**Text provided**
▬▬▬

According to one embodiment of the invention which is schematically displayed in connection with FIG. 3 the queuing data packets are analyzed at BS such that redundant data packets are discarded or deleted thereat. Thus, upon arrival of an IP packet the according queue(s) are searched for packets, which—have the same IP-source and IP-destination address—have the same source and destination port numbers, and—the same TCP-sequence number.—optionally one may decide to also check for identical TCP packet length or TCP packet content. If such a packet is found, the just arrived packet is instantly discarded. No further action is performed.
The inventive solution will discover the retransmitted data packets once they arrive at the BS. Thus the retransmissions IP # 4-7 will be deleted. At the end of the example in FIG. 2 or 3 a queue with only four entries IP #4-7 will remain. For large send windows, which is the most desirable TCP transmission mode allowing for high data rates, this effect can be up to 64 KB, which is the typical maximum window size in most TCP implementations. The loss in effective bandwidth can thus be severe.
A further embodiment of the invention is now described in connection with FIGS. 4 to 6. This second embodiment relies on a framework to investigate all IP traffic and associating its packets to TCP flows resulting in a tight flow control between the inventive snoop-agent and a base station BS. So far, the present invention is a partial further development of the so called Berkley Snoop protocol or agent.
As can be seen from FIG. 5, upon the arrival of down link TCP data packets, the Berkley Snoop agent does not differentiate whether a data packet has been already sent or not but always forwards the packet even when the forerunner of the packet has already been transmitted successfully in the meantime.
In case of the Berkley Snoop algorithm or method, when a TCP packet is received it is at first checked whether the received packet is a new packet pkt. A new packet is given if the sequence number of TCP data packet “TCP_seq_nr” is either bigger than that of the maximal sequence number seen so far “Max-seq_nr_seen_so_far” or there is no sequence number at all in the cache of the snoop agent “[TCP_seq_nr]=empty”. Otherwise the snoop agent has received a retransmission of an already sent packet. At the latter instance the snoop agent will forward the data packet to the receiving unit RU indicating that the packet is a retransmission. The receiving unit RU then has to discard the surplus data packet. In consequence however, additional link capacity must be provided owing to the redundant hand over of data packets from the snoop agent to the mobile receiver (RU).
Therefore especially, this is one starting point of the present invention. For the ease of description, as to FIG. 4, we do not explain a full BS agent, but reference the TCP-snoop algorithm: http://nms.lcs.mit.edu/˜hari/papers/snoop.html, and describe the necessary changes to implement the inventive embodiment into this framework. Particularly we assume that handling of ACKs (acknowledgements) and DUPACKs (duplicate acknowledgements) from the receiver works. Details, as the implementation of RTT-estimation (Round Trip Time-estimation) and the management of local timeouts is also not changed nor described here.

▬▬▬

**Provided material**

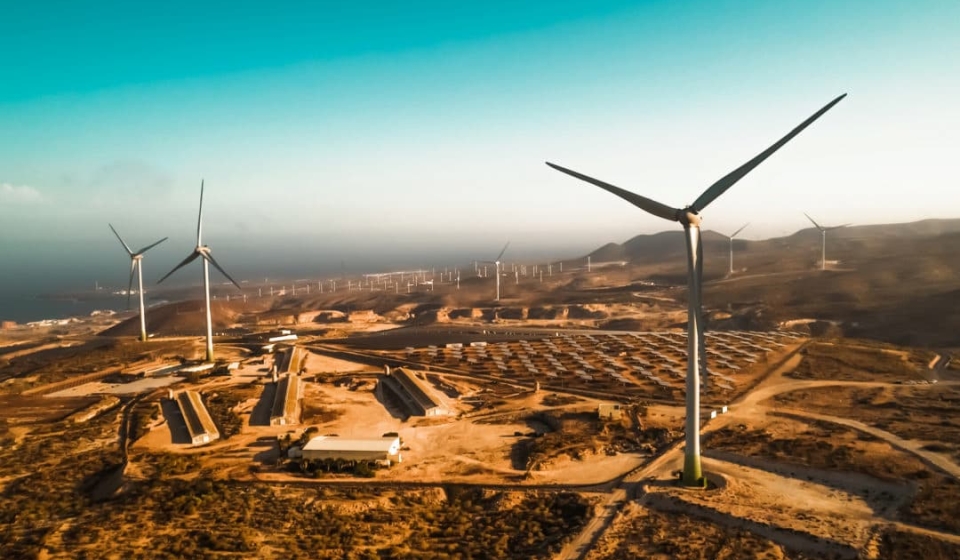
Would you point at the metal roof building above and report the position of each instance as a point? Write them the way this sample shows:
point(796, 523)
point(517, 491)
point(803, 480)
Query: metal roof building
point(384, 450)
point(416, 393)
point(199, 423)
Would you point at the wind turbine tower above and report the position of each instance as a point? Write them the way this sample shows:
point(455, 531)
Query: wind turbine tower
point(823, 236)
point(136, 264)
point(202, 251)
point(689, 218)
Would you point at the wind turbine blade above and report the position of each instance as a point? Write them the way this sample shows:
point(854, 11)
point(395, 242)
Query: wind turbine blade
point(209, 257)
point(731, 178)
point(503, 251)
point(739, 230)
point(200, 216)
point(133, 267)
point(643, 203)
point(129, 252)
point(818, 226)
point(183, 263)
point(148, 247)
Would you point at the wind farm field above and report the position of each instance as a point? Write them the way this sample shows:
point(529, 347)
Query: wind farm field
point(839, 438)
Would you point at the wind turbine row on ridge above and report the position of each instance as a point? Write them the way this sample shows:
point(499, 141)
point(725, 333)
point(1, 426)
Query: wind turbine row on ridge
point(689, 219)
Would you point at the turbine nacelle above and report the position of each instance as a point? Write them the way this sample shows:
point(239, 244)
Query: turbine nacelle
point(688, 217)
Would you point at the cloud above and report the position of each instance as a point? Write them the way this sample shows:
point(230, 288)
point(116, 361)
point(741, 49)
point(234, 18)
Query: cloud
point(19, 194)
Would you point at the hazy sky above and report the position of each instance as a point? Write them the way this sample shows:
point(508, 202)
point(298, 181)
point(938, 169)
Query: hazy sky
point(327, 129)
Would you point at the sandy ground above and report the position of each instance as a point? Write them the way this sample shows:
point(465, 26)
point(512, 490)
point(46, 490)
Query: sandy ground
point(435, 450)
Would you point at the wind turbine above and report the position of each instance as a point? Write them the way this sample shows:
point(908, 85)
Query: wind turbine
point(823, 235)
point(202, 251)
point(689, 218)
point(730, 237)
point(136, 263)
point(497, 263)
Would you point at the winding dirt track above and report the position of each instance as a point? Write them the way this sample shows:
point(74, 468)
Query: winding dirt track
point(748, 408)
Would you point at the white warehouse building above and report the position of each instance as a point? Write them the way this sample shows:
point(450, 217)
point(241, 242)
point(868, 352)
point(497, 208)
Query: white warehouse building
point(383, 450)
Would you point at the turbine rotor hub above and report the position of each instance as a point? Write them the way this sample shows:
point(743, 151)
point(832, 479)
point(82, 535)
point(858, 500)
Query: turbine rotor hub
point(688, 217)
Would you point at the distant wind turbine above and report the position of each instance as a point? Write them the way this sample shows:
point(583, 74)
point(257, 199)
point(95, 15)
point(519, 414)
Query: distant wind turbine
point(823, 235)
point(498, 263)
point(202, 251)
point(730, 237)
point(136, 264)
point(689, 218)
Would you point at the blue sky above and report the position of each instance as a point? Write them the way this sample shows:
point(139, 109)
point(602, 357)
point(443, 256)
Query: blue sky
point(326, 131)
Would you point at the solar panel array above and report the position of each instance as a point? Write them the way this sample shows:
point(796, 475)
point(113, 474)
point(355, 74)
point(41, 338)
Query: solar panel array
point(633, 361)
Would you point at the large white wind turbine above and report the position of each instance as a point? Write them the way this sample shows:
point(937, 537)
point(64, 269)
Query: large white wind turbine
point(497, 263)
point(203, 251)
point(730, 237)
point(689, 218)
point(136, 265)
point(823, 235)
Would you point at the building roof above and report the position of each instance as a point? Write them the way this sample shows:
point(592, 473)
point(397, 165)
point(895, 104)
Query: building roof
point(417, 389)
point(327, 443)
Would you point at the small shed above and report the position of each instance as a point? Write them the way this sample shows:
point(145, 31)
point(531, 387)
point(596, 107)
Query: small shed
point(610, 411)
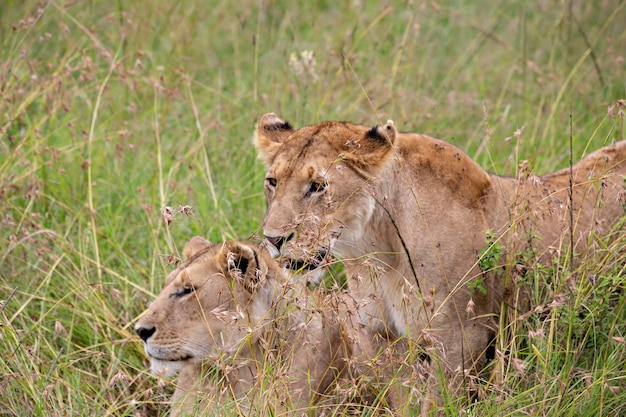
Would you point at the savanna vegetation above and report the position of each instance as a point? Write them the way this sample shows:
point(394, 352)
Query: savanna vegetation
point(125, 129)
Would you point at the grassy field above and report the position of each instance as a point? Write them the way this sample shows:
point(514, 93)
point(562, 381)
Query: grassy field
point(115, 112)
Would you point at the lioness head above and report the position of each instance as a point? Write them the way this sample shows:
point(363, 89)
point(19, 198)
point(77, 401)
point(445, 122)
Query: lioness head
point(209, 304)
point(318, 184)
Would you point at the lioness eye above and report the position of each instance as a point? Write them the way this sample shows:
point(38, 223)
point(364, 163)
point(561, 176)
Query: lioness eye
point(184, 291)
point(317, 187)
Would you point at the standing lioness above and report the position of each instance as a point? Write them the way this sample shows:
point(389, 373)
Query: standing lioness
point(409, 215)
point(232, 307)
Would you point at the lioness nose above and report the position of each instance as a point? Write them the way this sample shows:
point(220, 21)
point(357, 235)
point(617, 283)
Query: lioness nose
point(145, 333)
point(278, 241)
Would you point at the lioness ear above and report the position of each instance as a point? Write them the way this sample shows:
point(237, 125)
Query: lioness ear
point(195, 245)
point(271, 132)
point(241, 262)
point(374, 147)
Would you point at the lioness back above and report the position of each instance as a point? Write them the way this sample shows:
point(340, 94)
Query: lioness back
point(411, 217)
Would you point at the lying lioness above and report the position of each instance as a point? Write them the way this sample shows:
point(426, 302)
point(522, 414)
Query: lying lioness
point(232, 306)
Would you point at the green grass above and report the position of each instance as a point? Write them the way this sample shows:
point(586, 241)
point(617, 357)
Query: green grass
point(111, 111)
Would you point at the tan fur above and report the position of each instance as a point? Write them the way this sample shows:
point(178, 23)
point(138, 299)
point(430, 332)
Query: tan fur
point(408, 214)
point(231, 306)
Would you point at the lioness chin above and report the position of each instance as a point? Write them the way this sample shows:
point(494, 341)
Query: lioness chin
point(411, 217)
point(231, 306)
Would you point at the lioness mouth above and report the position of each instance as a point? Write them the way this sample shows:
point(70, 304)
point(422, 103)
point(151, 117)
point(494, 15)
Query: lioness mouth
point(183, 358)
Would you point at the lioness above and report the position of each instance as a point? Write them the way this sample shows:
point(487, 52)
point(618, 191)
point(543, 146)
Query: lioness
point(232, 306)
point(410, 216)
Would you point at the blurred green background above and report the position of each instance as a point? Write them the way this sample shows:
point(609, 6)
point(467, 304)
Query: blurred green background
point(114, 113)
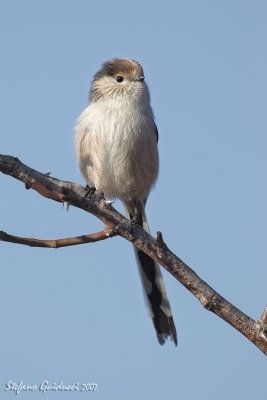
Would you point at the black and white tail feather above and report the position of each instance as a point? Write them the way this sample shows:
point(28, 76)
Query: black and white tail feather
point(152, 282)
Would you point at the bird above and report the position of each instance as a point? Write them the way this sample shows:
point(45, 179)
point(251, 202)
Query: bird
point(116, 142)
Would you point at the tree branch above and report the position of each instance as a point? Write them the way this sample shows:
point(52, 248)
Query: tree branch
point(57, 243)
point(75, 195)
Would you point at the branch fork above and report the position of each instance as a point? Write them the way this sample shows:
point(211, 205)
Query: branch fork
point(116, 224)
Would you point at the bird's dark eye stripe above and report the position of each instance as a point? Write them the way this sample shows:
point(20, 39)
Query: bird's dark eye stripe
point(119, 78)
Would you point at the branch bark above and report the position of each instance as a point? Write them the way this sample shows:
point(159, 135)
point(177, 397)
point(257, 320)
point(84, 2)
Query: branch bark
point(117, 224)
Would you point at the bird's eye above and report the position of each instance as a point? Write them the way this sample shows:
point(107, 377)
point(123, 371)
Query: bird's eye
point(119, 78)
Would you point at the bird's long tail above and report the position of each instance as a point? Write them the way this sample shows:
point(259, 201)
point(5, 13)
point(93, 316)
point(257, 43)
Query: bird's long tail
point(152, 282)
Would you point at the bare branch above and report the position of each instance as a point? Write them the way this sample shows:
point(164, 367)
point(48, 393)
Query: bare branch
point(57, 243)
point(75, 195)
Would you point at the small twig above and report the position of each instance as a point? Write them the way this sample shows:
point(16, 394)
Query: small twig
point(115, 223)
point(57, 243)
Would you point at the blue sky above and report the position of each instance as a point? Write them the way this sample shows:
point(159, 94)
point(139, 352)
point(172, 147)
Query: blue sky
point(78, 314)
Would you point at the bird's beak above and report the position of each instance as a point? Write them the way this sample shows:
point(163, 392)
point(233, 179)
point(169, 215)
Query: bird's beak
point(140, 79)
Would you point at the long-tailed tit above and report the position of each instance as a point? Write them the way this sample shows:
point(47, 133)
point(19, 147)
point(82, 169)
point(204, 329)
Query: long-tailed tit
point(116, 145)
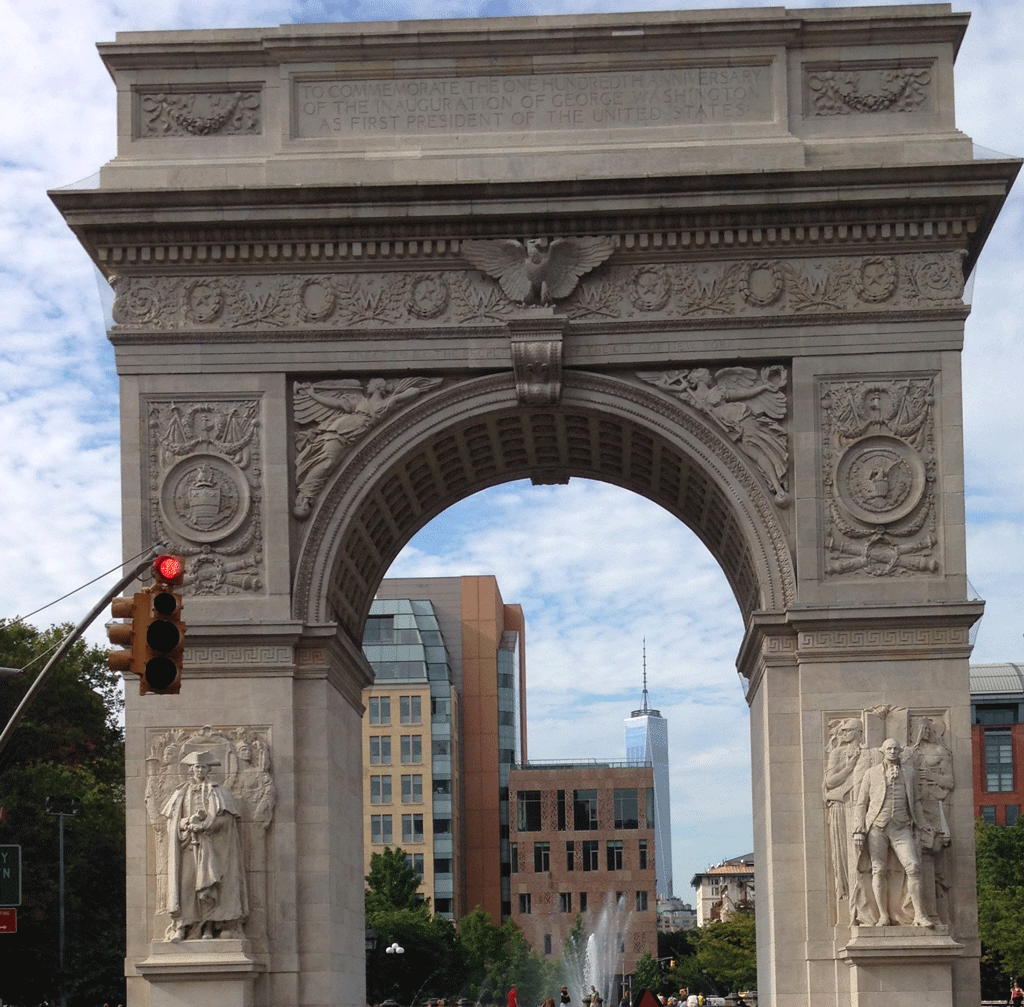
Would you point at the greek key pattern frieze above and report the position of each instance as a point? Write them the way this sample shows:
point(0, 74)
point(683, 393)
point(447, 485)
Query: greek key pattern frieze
point(879, 475)
point(206, 491)
point(750, 288)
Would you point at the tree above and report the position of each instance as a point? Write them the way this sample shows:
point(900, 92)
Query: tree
point(69, 742)
point(1000, 904)
point(646, 975)
point(391, 883)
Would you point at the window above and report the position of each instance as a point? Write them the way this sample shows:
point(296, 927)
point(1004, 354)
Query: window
point(998, 761)
point(412, 748)
point(584, 809)
point(627, 809)
point(380, 790)
point(995, 714)
point(380, 829)
point(409, 709)
point(412, 828)
point(380, 750)
point(380, 709)
point(528, 806)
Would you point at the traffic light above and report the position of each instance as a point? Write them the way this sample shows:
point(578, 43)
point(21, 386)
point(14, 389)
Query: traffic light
point(165, 633)
point(129, 634)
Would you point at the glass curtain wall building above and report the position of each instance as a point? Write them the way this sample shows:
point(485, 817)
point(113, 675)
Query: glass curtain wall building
point(647, 743)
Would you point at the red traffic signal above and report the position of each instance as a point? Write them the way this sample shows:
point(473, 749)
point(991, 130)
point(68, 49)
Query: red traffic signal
point(168, 570)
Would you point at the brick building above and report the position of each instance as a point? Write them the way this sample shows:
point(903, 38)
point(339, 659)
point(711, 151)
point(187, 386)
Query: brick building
point(583, 841)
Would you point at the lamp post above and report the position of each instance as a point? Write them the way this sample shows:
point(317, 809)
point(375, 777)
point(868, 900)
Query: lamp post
point(394, 949)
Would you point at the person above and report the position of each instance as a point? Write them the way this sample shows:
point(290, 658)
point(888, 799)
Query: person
point(887, 815)
point(206, 880)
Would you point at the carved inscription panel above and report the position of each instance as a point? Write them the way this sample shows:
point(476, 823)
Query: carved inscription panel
point(679, 96)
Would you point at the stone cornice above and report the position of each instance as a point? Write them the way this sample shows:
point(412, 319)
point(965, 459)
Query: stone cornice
point(534, 36)
point(856, 209)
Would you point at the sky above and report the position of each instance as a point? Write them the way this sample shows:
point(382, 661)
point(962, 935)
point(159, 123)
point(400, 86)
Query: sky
point(579, 557)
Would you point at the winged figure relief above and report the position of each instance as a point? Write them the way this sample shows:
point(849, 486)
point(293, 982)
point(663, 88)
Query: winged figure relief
point(331, 416)
point(538, 271)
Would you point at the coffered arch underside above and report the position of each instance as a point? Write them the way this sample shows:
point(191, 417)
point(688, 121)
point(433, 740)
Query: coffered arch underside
point(473, 434)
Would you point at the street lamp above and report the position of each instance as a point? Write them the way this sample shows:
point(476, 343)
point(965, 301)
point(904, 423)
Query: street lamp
point(394, 949)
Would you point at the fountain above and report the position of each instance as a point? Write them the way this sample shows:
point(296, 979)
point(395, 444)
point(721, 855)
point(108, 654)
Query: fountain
point(602, 959)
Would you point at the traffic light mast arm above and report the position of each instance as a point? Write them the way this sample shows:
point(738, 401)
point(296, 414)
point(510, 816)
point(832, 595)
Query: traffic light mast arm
point(69, 641)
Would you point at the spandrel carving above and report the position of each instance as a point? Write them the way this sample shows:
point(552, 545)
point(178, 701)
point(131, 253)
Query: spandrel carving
point(887, 828)
point(206, 484)
point(538, 271)
point(748, 405)
point(210, 799)
point(331, 417)
point(879, 471)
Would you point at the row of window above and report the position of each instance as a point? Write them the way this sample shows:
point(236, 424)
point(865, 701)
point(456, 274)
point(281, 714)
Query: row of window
point(988, 813)
point(590, 849)
point(380, 749)
point(381, 829)
point(410, 710)
point(565, 903)
point(581, 809)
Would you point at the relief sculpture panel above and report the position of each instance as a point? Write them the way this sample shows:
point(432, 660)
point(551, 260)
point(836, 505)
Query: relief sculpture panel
point(210, 799)
point(206, 487)
point(888, 836)
point(879, 472)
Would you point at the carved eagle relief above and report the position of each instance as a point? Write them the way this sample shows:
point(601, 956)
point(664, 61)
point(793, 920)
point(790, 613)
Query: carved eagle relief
point(538, 273)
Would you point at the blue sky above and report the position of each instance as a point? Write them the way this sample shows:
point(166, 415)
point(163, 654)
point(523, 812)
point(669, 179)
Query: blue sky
point(579, 558)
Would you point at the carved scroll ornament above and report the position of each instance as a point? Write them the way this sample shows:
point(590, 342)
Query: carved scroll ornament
point(210, 798)
point(206, 481)
point(748, 405)
point(879, 473)
point(331, 416)
point(887, 782)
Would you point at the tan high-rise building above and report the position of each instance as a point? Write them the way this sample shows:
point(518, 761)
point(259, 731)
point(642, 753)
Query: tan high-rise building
point(445, 719)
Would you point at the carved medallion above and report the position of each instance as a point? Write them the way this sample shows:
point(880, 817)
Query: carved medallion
point(205, 498)
point(880, 479)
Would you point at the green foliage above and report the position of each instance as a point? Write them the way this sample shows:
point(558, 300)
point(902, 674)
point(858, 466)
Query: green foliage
point(647, 974)
point(391, 883)
point(68, 743)
point(1000, 903)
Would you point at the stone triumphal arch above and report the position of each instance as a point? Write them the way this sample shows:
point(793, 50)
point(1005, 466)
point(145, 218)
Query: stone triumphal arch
point(364, 270)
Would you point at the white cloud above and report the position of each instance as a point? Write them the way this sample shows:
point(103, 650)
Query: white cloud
point(580, 558)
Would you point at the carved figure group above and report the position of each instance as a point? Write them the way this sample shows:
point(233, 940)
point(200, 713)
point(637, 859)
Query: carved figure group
point(331, 417)
point(887, 827)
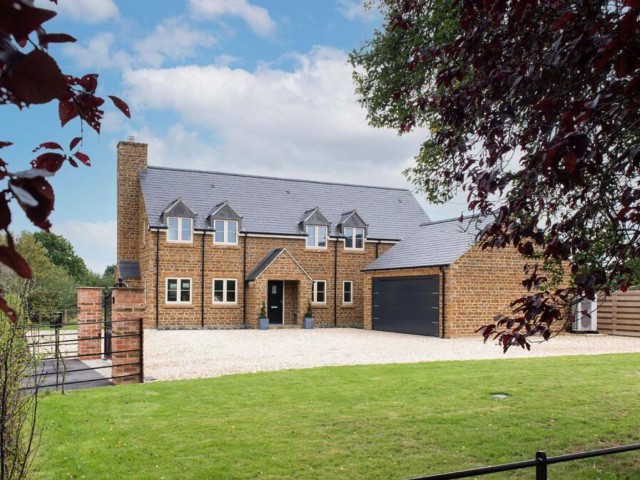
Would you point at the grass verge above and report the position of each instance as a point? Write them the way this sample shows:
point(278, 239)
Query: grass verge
point(382, 422)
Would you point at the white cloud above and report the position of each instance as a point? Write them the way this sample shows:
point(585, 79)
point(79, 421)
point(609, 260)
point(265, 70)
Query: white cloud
point(173, 39)
point(89, 11)
point(304, 123)
point(94, 242)
point(356, 10)
point(258, 18)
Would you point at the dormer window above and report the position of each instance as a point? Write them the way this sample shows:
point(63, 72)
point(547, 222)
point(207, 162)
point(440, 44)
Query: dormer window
point(226, 232)
point(354, 230)
point(316, 236)
point(225, 220)
point(179, 229)
point(353, 238)
point(178, 217)
point(316, 226)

▬▬▬

**Goals**
A – Answer these from the text on redundant TCP packets, one line each:
(i) Which matching values make a queued packet a duplicate of a newly arrived one?
(ii) What is the typical maximum window size in most TCP implementations?
(iii) When does the Berkley Snoop agent count a received packet as new?
B – According to the text on redundant TCP packets, why does the Berkley Snoop method need extra link capacity? Answer in one to three sentences.
C – Carry on the text on redundant TCP packets from its last sentence.

**Answers given**
A –
(i) The same IP source and destination address, the same source and destination port numbers, and the same TCP sequence number.
(ii) 64 KB.
(iii) When its TCP sequence number is bigger than the highest sequence number seen so far, or when the snoop agent's cache holds no sequence number for it.

B – When the snoop agent gets a retransmission of a packet it already sent, it still forwards that packet to the receiving unit and marks it as a retransmission. The receiving unit then has to throw away the extra packet. Handing these redundant packets to the mobile receiver uses up additional link capacity.

C –
The core of our algorithm is the altered retransmission branch denoted as “sender rexmission” in FIG. 5. At first, upon the arrival of a down link TCP data packet, the packet is checked for its “novelty”, i.e. “new pkt?”, see the description of the snoop algorithm. If the variable “new pkt?” is evaluated as to be not new but old “new pkt?” is set to be “No”. In this case, according to the invention, it is checked whether for the retransmitted packet an unacknowledgement or acknowledgement signal was received in the meantime, i.e. “Pkt unack from receiver?”. If the packet were acknowledged in the meantime, “Pkt unack from receiver?” is set to be “No”, the acknowledgement ACK would be retransmitted to the sender unit, i.e. “ret. ACK to Sender-U”, and the retransmitted packet would be discarded “dc pkt”. If the packet were left unacknowledged in the meantime, “Pkt unack from receiver?” is set to be “Yes”, the retransmitted packet just replaces its forerunner in the snoop cache, i.e. “replace old by new pkt in cache”.
For the evaluation of the variable “Pkt unack from receiver?” it is checked whether the TCP sequence number is greater than the first sequence number in the cache (TCP_seq_nr>first_seq_nr_in_cache) and whether the variable “cache[TCP_seq_nr].acked” is “no”. The variable “first_seq_nr_in_cache” is updated by the snoop cache maintenance state variable and denotes the first TCP packet that is stored in the cache. This is due to the fact that original snoop does not store all TCP packet, but only a limited window of yet unacknowledged TCP packets. The variable cache[TCP seq_nr].acked is initialized with “no” and set to “yes”, when a ACK for this packet is received by snoop ACK.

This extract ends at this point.